— BEGIN DATASET ROWS —
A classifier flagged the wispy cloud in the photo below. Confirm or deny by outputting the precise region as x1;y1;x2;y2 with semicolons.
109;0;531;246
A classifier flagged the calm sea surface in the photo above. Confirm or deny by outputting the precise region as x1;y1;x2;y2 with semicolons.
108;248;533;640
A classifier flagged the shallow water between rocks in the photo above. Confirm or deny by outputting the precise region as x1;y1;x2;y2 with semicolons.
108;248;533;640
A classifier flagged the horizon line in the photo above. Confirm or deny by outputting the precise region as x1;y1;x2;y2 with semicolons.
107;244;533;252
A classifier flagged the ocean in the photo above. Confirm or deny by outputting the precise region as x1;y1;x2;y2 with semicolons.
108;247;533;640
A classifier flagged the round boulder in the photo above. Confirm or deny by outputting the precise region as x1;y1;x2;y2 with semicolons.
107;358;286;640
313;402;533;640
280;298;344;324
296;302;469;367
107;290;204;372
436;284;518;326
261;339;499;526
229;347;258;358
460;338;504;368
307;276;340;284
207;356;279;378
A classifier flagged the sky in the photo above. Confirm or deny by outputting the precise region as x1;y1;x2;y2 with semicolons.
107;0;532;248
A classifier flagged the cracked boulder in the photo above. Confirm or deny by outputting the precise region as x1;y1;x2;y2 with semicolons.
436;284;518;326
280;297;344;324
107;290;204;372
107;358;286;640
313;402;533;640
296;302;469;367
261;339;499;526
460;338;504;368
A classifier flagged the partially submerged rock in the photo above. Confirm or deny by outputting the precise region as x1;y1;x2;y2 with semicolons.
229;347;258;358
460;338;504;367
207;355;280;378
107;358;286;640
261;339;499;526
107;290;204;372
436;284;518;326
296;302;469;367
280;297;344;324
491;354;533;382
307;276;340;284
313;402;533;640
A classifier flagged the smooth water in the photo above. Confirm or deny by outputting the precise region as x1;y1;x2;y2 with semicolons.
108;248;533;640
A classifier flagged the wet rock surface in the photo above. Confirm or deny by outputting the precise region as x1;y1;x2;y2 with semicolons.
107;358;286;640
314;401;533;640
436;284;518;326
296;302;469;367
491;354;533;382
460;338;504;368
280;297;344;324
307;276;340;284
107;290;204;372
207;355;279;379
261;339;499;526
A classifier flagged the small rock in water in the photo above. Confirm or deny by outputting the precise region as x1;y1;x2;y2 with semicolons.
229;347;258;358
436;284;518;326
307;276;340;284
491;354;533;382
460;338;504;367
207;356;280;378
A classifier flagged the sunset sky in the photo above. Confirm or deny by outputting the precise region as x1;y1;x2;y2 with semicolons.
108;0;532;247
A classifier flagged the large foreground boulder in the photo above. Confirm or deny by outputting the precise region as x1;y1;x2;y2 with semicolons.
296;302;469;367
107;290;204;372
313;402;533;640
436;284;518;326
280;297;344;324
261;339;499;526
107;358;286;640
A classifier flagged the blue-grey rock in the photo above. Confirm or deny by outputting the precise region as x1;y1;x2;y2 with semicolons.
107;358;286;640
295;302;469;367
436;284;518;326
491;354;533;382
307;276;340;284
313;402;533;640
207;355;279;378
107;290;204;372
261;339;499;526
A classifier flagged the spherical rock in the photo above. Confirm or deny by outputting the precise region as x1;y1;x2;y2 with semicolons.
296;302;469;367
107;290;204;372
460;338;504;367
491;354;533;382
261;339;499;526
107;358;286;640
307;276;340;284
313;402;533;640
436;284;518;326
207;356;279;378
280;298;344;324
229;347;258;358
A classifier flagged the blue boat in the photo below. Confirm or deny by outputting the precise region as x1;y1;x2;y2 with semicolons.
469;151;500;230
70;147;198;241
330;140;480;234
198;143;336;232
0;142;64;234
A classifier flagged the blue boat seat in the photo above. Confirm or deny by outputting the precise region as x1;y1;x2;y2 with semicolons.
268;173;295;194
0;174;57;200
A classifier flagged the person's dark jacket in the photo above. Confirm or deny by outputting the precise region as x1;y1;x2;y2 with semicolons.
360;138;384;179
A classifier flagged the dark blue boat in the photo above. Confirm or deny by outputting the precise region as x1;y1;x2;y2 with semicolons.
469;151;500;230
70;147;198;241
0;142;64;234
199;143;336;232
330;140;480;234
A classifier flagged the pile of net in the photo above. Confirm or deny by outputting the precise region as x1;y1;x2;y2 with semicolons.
— END DATASET ROWS —
• WHAT IS EXPECTED: Write the records as a JSON list of strings, one string per line and no blank lines. Start at the line containing "A classifier flagged the wet" and end after the line containing "360;138;384;179", with both of those lines included.

• RESPONSE FOR THIS EXERCISE:
[
  "A classifier flagged the wet rock surface in the photo above. Confirm or deny by outputting the precise region as x1;y1;x2;y2 with semicolons.",
  "107;358;286;640",
  "314;401;533;640",
  "436;284;518;326",
  "296;302;469;367",
  "491;354;533;382",
  "460;338;504;368",
  "280;297;344;324",
  "307;276;340;284",
  "107;290;204;372",
  "207;355;279;379",
  "261;339;499;526",
  "A classifier flagged the small rock in water in the photo above. Confirm or deny by outputting the precise region as x1;y1;x2;y2 with semicolons.",
  "229;347;258;358",
  "436;284;518;326",
  "307;276;340;284",
  "491;354;533;382",
  "460;338;504;367",
  "207;356;280;378",
  "A classifier flagged the sunset sky in the photo above. Confirm or deny by outputting the precise region as x1;y1;x2;y2 with semicolons.",
  "108;0;532;247",
  "A classifier flagged the large foreground boulder in the photo above. Confirm or deny by outputting the precise region as x1;y1;x2;y2 with semicolons.",
  "296;302;469;367",
  "107;290;204;372",
  "313;402;533;640",
  "436;284;518;326",
  "280;297;344;324",
  "261;339;499;526",
  "107;358;286;640",
  "A classifier flagged the blue-grey rock in the photo above. Confirm or deny by outputting the precise region as x1;y1;x2;y2 with semicolons.",
  "107;358;286;640",
  "295;302;469;367",
  "436;284;518;326",
  "491;354;533;382",
  "307;276;340;284",
  "313;402;533;640",
  "207;355;279;378",
  "107;290;204;372",
  "261;339;499;526",
  "A classifier flagged the spherical rock in the photo above. Confirm or deny by outputting the precise region as x1;y1;x2;y2 with semicolons.",
  "296;302;469;367",
  "107;290;204;372",
  "460;338;504;367",
  "491;354;533;382",
  "261;339;499;526",
  "107;358;286;640",
  "307;276;340;284",
  "313;402;533;640",
  "436;284;518;326",
  "207;356;279;378",
  "280;298;344;324",
  "229;347;258;358",
  "A classifier flagged the blue boat in the photo below. Confirm or deny by outputting the precise region as x1;y1;x2;y2 with semicolons.",
  "469;151;500;230",
  "70;147;198;241",
  "330;140;480;234",
  "198;143;336;232",
  "0;142;64;234",
  "A classifier flagged the blue boat seat in the photo above. Confirm or deny by outputting the precise region as x1;y1;x2;y2 with semicolons.",
  "268;173;295;194",
  "0;174;57;200",
  "A classifier flagged the person's dark jacket in the photo above. Confirm or deny by outputting the precise region as x1;y1;x2;y2 with semicolons.",
  "360;138;384;179"
]